## Begin Material for the task
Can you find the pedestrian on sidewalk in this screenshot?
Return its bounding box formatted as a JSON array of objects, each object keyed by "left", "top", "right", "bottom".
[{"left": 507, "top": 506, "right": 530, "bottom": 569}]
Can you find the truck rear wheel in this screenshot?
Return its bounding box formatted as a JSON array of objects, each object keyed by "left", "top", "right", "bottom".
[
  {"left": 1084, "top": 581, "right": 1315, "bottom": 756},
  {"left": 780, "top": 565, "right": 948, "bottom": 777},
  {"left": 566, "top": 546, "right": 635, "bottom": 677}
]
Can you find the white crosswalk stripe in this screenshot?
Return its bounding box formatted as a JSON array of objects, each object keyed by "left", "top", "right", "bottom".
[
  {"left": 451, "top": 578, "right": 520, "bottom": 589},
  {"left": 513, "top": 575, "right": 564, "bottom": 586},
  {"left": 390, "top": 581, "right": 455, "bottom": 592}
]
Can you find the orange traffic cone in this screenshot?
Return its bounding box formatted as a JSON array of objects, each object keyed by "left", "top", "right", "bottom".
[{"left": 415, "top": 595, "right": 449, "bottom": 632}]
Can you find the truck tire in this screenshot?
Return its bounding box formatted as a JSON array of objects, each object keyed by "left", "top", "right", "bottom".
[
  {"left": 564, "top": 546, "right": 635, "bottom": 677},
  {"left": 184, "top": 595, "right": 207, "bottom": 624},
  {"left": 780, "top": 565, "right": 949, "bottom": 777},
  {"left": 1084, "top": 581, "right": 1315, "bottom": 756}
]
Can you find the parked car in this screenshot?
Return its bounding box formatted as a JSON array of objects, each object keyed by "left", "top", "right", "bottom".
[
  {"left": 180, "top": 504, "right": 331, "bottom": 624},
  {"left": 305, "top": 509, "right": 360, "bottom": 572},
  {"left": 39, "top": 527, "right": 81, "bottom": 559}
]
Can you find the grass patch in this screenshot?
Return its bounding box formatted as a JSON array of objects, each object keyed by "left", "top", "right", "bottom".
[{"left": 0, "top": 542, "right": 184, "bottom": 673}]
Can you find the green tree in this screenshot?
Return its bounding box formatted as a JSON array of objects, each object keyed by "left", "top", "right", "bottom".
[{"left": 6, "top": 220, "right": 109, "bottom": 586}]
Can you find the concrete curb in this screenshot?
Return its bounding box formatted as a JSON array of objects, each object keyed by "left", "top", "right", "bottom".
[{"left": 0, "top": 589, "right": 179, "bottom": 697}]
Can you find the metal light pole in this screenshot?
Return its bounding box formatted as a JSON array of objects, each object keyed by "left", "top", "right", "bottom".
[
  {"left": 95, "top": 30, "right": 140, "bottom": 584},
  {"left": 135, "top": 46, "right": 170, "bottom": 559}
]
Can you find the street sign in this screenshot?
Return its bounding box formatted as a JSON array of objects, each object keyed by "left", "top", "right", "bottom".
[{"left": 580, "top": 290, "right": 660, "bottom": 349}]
## End Material for the task
Given instruction | Filter the data above, keeping every line that contains the word "screenshot" with matching case.

Finished exercise |
Can you find the pedestrian on sidewalk in this screenshot?
Can you find the truck rear wheel in this screenshot?
Can you find the white crosswalk stripe in this screenshot?
Can you find the orange traffic cone in this screenshot?
Can you find the truck tire in this screenshot?
Can you find the parked car in this screenshot?
Can you find the grass patch in this screenshot?
Can you find the green tree in this screenshot?
Can you find the concrete curb in this screenshot?
Can you find the metal light pole in this screenshot?
Can you find the street sign in this screenshot?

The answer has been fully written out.